◆ Testo di riferimento

**********

Richiesta della cittadinanza avanzata
dal rappresentante legale dell’interdetto
Parere 2018
Ritenere che i diritti personalissimi, quale
il mutamento della cittadinanza, non possano essere rappresentati dal tutore e
dal legale rappresentante ma richiedano la manifestazione di volontà da parte
del diretto interessato comporta, inevitabilmente, la negazione di un diritto
personalissimo, quale il diritto al mutamento della cittadinanza, ai soggetti
disabili, incapaci di intendere e di volere, determinando in tal modo una forma
di loro immodificabile emarginazione sociale.
E’ illegittimo il diniego della cittadinanza
sorretto dalla motivazione suddetta (=che i diritti personalissimi non possano
essere rappresentati dal tutore e dal legale rappresentante ma richiedano la
manifestazione di volontà da parte del diretto interessato), in quanto i
principi espressi dalla Corte costituzionale e l’ orientamento del Consiglio di
Stato, seppur esternati con riferimento alla prestazione del giuramento da
parte del disabile, si devono ritenere applicabili, per le stesse ragioni,
all’istanza di concessione della cittadinanza [“Invero” , aggiunge il Collegio,
“se a causa della presenza di gravi patologie psichiche, venisse negata
all’incapace la possibilità di richiedere tramite il proprio tutore, la
cittadinanza italiana, parimenti si determinerebbe una forma di emarginazione,
anche rispetto agli altri famigliari, che irragionevolmente escluderebbe il
portatore di gravi disabilità dalla possibilità di accesso alla cittadinanza”]
Ricorso straordinario al Presidente della Repubblica proposto
dalla signora -OMISSIS-, nella qualità di tutrice e rappresentante legale del
fratello signor -OMISSIS-, per l’annullamento del provvedimento del Ministero
dell’interno con il quale è stata respinta la richiesta di concessione della
cittadinanza italiana, presentata dalla ricorrente in nome e per conto del
fratello signor -OMISSIS-.
LA SEZIONE
Vista la relazione 25 gennaio 2018 trasmessa con nota del 12
febbraio 2018 n. 1027, con la quale il Ministero dell’interno - Dipartimento
per le libertà civili e l’immigrazione - ha chiesto il parere del Consiglio di
Stato sul ricorso;
visto il ricorso, datato 17 gennaio 2011;
esaminati gli atti e udito il relatore, consigliere Antimo
Prosperi.
Premesso.

**********

◆ Voci fornite
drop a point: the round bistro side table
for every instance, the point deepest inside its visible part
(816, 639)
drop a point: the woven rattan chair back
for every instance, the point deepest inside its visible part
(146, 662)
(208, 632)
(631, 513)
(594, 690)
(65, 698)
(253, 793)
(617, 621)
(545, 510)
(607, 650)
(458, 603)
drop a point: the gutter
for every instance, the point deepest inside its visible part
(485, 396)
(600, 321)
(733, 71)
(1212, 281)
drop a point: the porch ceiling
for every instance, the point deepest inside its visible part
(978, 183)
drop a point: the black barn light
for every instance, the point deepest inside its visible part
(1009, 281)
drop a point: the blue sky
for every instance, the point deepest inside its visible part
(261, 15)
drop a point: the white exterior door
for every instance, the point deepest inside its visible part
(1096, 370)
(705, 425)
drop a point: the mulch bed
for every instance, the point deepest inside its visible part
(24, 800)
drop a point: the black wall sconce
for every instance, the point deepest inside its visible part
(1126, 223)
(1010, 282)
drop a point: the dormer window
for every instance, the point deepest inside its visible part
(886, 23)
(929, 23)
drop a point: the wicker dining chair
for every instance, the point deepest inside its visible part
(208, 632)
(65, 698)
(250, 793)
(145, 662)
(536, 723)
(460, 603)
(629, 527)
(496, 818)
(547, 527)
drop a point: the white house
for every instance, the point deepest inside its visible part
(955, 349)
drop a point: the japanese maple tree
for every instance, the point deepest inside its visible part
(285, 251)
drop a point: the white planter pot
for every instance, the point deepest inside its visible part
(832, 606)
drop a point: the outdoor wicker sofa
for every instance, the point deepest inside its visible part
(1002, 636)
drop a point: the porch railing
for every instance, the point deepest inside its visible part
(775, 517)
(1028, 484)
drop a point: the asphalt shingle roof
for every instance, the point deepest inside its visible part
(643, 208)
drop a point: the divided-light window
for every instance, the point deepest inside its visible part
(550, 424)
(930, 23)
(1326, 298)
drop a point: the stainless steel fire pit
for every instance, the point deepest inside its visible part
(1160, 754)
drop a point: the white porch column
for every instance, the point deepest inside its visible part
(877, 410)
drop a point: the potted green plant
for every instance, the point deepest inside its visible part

**********

◆ Compiti da svolgere
a: Rispondi a queste domande sul parere relativo alla cittadinanza, una per riga:
(i) In quale qualità la ricorrente ha proposto il ricorso straordinario al Presidente della Repubblica?
(ii) Che data porta il ricorso?
(iii) Chi è il consigliere relatore?
b: Prosegui il parere sulla cittadinanza a partire dall'ultima parola riportata.

◆ Risposte
a:
(i) Come tutrice e rappresentante legale del fratello.
(ii) 17 gennaio 2011.
(iii) Antimo Prosperi.

b:
1. Ricorre in questa sede la signora -OMISSIS- nella qualità di
tutrice e rappresentante legale del fratello signor -OMISSIS-, avverso il
provvedimento del Ministero dell’Interno del 6 settembre 2010 n. K10.83443 con
il quale è stata respinta la domanda di concessione della cittadinanza italiana
presentata in data -OMISSIS-, ai sensi dell’art. 9, comma 1, lett. f) della
legge 5 febbraio 1992 n. 91, dalla stessa signora -OMISSIS- in nome e per conto
del fratello signor -OMISSIS-, invalido al -OMISSIS- e -OMISSIS-
Il provvedimento di rigetto della domanda si fonda sul
presupposto che l’interessato, in condizione di totale incapacità, “non può
operare una scelta che modifica il suo status di cittadino”. In
particolare, il provvedimento impugnato riporta che: “la condizione di
incapacità di intendere e di volere di un soggetto comporta l’inidoneità dello
stesso a formulare una consapevole manifestazione di volontà diretta
all’acquisto della cittadinanza italiana, che non è suscettibile di essere
surrogata dal rappresentante legale o dal tutore”.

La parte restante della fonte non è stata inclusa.